SOURCE DOCUMENT
Consider any node $(i,h)$ in G, and the machine completing soonest in the INIS. Ties can be broken arbitrarily, but to fix ideas, suppose that ${M}_{2}$ is still busy when ${M}_{1}$ completes. (Note that, since there is no idle time, ${M}_{1}$ completes at time $P\left(A[i,{M}_{1}]\right)+P\left(B[h,{M}_{1}]\right)$.) If $i<{n}_{A}$ and $h<{n}_{B}$, the two available tasks are ${A}_{i+1}$ and ${B}_{h+1}$, and four cases can occur.
 $\left(i\right)$
 $M\left({A}_{i+1}\right)=M\left({B}_{h+1}\right)={M}_{2}$. In this case, ${M}_{1}$ is necessarily idle until ${M}_{2}$ completes (Figure 2a). Hence, there is no way to continue an INIS, and therefore node $(i,h)$ has no outgoing arcs. In this case, $(i,h)$ is a target node.
 $\left(ii\right)$
 $M\left({A}_{i+1}\right)={M}_{1}$ and $M\left({B}_{h+1}\right)={M}_{2}$. In this case, when ${A}_{i}$ completes, the only way to continue an INIS is to start task ${A}_{i+1}$ on ${M}_{1}$ (Figure 2b). Thus we generate node $(i+1,h)$ and the arc from $(i,h)$ to $(i+1,h)$, which is the only outgoing arc of $(i,h)$. In this case as well, $(i,h)$ is a target node.

EXTRACTED MATERIAL

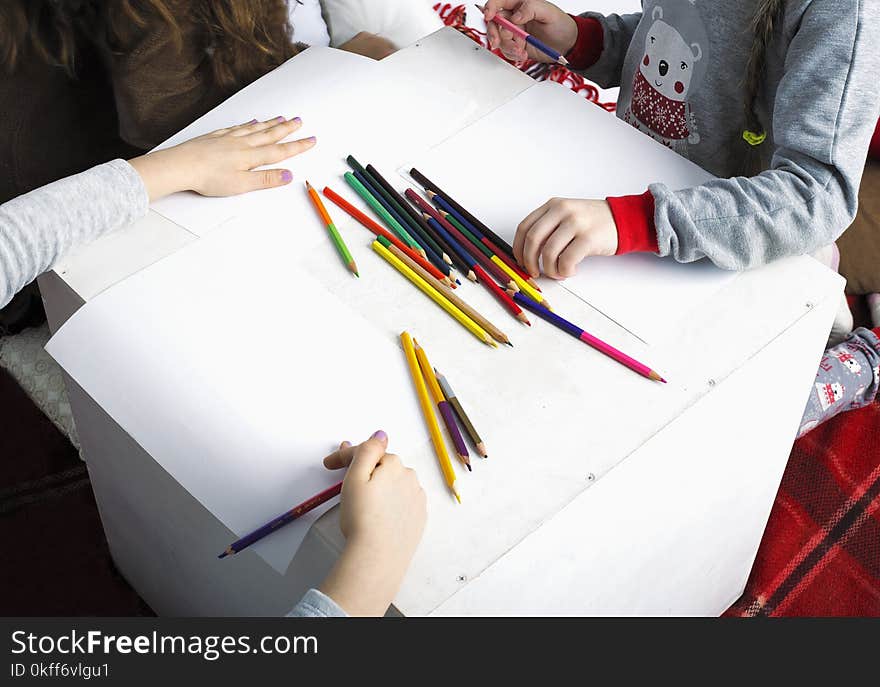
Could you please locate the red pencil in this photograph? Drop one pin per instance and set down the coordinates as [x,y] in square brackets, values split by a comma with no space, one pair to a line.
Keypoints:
[502,296]
[379,230]
[474,252]
[293,514]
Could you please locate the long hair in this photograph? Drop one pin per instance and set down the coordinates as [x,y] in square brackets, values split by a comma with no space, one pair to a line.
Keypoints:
[767,16]
[246,38]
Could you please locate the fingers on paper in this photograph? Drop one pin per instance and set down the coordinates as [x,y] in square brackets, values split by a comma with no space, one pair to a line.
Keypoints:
[557,242]
[263,179]
[573,255]
[266,133]
[341,457]
[277,152]
[366,457]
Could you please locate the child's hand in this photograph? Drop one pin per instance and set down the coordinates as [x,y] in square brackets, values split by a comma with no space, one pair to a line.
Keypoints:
[221,163]
[370,45]
[544,20]
[383,517]
[561,233]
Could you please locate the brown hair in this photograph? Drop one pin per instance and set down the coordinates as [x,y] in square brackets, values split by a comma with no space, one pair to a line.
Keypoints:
[767,16]
[246,38]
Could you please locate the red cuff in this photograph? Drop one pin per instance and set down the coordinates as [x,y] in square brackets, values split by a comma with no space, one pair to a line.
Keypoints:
[590,43]
[634,216]
[875,143]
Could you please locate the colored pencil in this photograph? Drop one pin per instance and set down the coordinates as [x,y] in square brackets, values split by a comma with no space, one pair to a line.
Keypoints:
[283,519]
[446,411]
[441,274]
[452,399]
[373,187]
[398,221]
[400,206]
[587,338]
[417,218]
[429,185]
[505,23]
[494,332]
[335,236]
[444,205]
[435,295]
[502,296]
[457,248]
[462,240]
[428,413]
[380,211]
[523,285]
[488,259]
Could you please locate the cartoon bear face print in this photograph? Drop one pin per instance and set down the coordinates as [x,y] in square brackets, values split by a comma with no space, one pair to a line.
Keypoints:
[849,361]
[668,63]
[829,394]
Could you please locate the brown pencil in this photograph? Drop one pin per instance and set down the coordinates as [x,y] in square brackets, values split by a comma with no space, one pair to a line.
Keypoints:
[493,331]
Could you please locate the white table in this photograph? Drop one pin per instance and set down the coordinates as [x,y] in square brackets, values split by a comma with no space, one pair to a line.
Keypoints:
[670,525]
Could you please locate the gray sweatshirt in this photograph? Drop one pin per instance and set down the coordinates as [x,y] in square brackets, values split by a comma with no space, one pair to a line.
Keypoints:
[38,228]
[681,66]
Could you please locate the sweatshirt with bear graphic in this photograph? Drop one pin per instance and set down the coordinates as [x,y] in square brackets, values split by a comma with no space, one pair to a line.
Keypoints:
[681,66]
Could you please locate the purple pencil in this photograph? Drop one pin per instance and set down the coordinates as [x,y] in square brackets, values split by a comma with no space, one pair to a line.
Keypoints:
[445,409]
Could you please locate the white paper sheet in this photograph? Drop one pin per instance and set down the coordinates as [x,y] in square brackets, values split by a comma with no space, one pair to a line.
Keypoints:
[237,373]
[346,101]
[550,142]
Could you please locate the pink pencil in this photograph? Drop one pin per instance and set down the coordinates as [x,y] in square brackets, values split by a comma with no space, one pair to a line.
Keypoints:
[527,37]
[587,338]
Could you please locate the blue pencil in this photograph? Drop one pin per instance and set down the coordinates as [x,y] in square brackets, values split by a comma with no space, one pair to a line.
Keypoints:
[282,520]
[527,37]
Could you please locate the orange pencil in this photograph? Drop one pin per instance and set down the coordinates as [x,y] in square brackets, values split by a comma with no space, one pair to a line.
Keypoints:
[379,230]
[334,232]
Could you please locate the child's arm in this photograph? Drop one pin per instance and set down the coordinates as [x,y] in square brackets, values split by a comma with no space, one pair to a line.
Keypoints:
[821,129]
[38,228]
[383,517]
[823,116]
[592,43]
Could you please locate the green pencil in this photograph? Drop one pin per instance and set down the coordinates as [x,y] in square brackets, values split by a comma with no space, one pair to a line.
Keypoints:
[334,232]
[390,222]
[473,239]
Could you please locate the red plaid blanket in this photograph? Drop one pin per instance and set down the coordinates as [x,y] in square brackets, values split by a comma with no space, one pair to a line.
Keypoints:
[820,555]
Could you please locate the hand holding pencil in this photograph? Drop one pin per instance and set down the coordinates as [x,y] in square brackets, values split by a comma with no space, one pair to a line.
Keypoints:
[542,20]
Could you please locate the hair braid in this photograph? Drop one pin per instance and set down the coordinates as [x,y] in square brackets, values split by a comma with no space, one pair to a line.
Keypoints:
[767,15]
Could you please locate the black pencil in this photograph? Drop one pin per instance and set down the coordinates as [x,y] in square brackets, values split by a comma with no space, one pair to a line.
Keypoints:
[418,223]
[429,185]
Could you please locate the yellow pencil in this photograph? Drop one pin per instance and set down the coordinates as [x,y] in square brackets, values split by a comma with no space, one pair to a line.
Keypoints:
[453,298]
[428,412]
[434,295]
[446,410]
[529,290]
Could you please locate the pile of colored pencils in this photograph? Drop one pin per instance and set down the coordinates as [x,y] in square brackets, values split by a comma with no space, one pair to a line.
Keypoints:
[431,385]
[426,238]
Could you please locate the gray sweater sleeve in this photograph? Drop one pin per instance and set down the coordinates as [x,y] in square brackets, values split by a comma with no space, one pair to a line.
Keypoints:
[825,111]
[40,227]
[316,605]
[617,31]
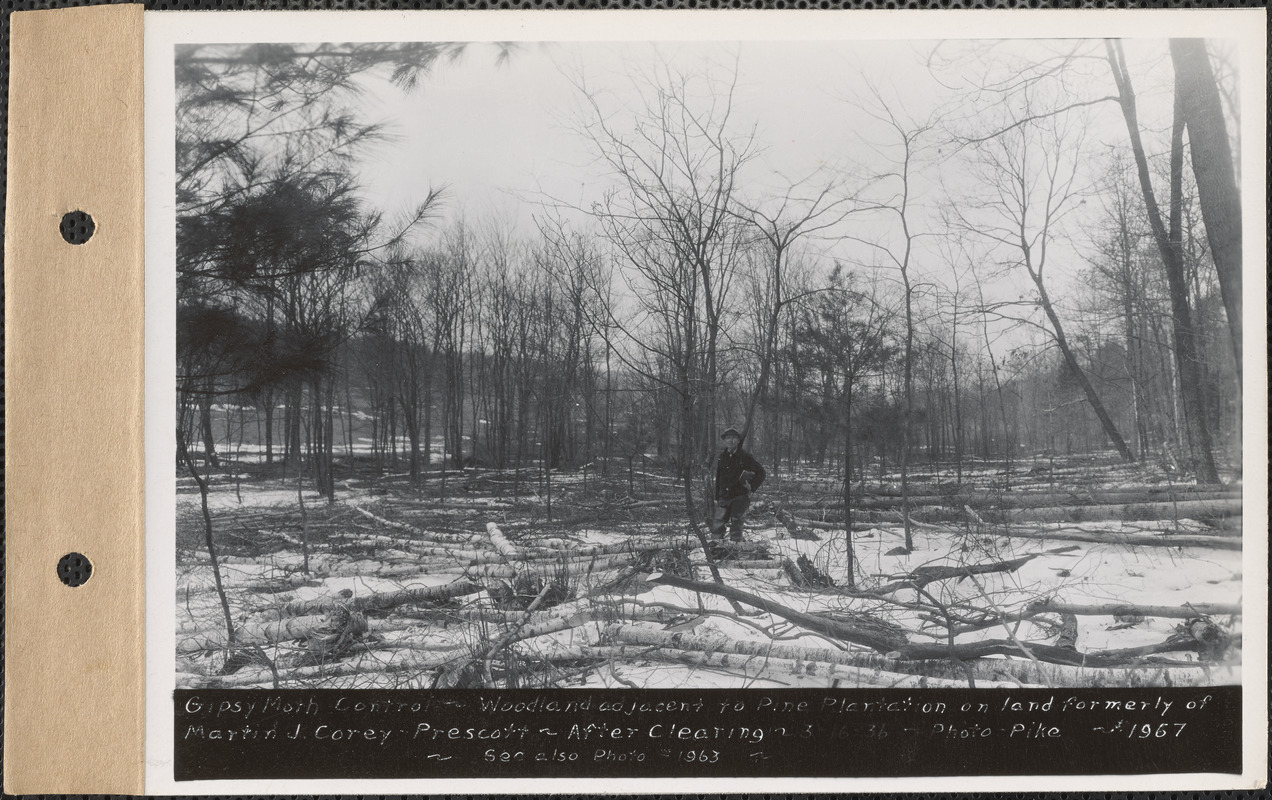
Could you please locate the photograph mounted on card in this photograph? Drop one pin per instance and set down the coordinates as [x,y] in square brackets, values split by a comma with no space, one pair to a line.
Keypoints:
[660,396]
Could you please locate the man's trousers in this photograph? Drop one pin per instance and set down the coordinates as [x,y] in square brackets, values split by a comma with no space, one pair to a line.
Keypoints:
[730,513]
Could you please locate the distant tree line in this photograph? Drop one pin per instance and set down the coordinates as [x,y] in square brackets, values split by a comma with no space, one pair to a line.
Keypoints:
[324,330]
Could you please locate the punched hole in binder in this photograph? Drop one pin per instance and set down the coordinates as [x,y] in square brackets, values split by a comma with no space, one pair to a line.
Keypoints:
[74,569]
[76,227]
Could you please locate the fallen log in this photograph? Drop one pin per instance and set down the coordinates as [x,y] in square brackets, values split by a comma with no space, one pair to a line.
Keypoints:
[634,635]
[370,663]
[765,668]
[541,569]
[383,599]
[873,634]
[794,528]
[501,544]
[1029,499]
[450,538]
[1112,537]
[1132,511]
[1109,609]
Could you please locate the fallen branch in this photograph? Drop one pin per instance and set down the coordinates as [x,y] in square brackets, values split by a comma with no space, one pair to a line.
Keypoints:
[383,599]
[1109,609]
[875,635]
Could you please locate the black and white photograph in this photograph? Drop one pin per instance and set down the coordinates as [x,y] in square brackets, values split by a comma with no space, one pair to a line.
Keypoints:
[672,364]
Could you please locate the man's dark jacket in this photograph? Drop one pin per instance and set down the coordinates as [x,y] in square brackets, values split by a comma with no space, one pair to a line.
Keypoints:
[729,473]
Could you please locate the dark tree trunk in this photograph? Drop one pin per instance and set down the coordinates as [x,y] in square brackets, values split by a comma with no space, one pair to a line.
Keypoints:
[1216,179]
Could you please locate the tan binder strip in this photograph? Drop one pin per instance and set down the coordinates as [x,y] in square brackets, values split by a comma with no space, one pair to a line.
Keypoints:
[74,328]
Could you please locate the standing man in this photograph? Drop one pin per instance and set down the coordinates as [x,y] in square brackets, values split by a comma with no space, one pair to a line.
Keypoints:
[738,475]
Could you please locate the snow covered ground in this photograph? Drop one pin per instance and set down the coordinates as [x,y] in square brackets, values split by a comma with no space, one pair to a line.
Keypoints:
[355,620]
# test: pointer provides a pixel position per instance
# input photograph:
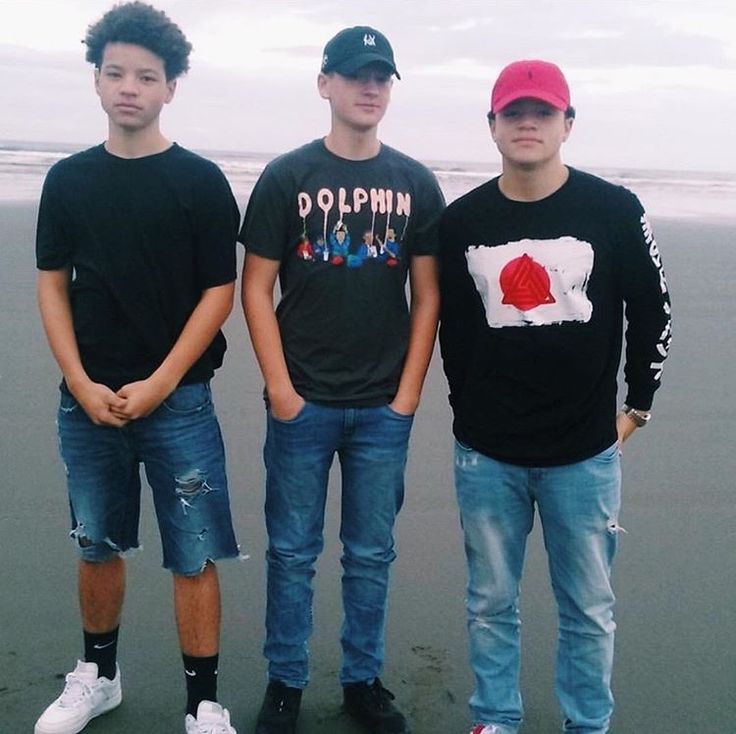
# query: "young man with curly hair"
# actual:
(136, 258)
(343, 221)
(539, 267)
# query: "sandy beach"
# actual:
(675, 670)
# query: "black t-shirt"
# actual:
(144, 237)
(344, 232)
(533, 298)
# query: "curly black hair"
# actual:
(142, 25)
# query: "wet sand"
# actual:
(675, 579)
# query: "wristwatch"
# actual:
(640, 417)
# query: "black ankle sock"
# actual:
(102, 648)
(201, 675)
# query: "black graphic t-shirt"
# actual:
(533, 300)
(345, 232)
(143, 237)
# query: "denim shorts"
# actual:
(181, 449)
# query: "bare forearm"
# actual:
(425, 305)
(56, 315)
(201, 328)
(259, 277)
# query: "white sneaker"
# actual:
(84, 697)
(211, 719)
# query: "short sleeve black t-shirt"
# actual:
(344, 232)
(143, 237)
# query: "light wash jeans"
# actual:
(371, 444)
(578, 506)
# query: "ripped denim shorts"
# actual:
(180, 447)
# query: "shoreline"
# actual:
(675, 604)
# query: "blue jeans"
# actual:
(181, 448)
(371, 444)
(578, 506)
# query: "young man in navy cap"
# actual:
(344, 359)
(538, 267)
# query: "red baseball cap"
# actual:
(530, 79)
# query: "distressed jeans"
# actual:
(181, 448)
(578, 506)
(371, 444)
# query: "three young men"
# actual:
(136, 255)
(341, 221)
(537, 267)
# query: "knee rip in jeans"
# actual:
(189, 486)
(614, 528)
(84, 541)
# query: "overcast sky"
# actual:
(653, 81)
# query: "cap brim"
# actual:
(351, 65)
(552, 99)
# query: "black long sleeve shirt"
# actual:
(534, 296)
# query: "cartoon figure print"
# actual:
(339, 244)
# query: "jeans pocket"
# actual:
(396, 414)
(286, 421)
(189, 399)
(609, 454)
(67, 402)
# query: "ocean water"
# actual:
(673, 194)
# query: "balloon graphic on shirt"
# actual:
(525, 284)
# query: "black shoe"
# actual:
(371, 706)
(280, 709)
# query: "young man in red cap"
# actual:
(342, 220)
(538, 266)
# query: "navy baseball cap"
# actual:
(353, 48)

EXERCISE INSTRUCTIONS
1 > Retype the stretch of the scheduling text from "Consider any node" through "case, $(i,h)$ is a target node.".
2 > According to the scheduling text, how can ties between the machines be broken?

SOLUTIONS TO THE TASKS
1 >
Consider any node $(i,h)$ in G, and the machine completing soonest in the INIS. Ties can be broken arbitrarily, but to fix ideas, suppose that ${M}_{2}$ is still busy when ${M}_{1}$ completes. (Note that, since there is no idle time, ${M}_{1}$ completes at time $P\left(A[i,{M}_{1}]\right)+P\left(B[h,{M}_{1}]\right)$.) If $i<{n}_{A}$ and $h<{n}_{B}$, the two available tasks are ${A}_{i+1}$ and ${B}_{h+1}$, and four cases can occur.
 $\left(i\right)$
 $M\left({A}_{i+1}\right)=M\left({B}_{h+1}\right)={M}_{2}$. In this case, ${M}_{1}$ is necessarily idle until ${M}_{2}$ completes (Figure 2a). Hence, there is no way to continue an INIS, and therefore node $(i,h)$ has no outgoing arcs. In this case, $(i,h)$ is a target node.

2 > Arbitrarily.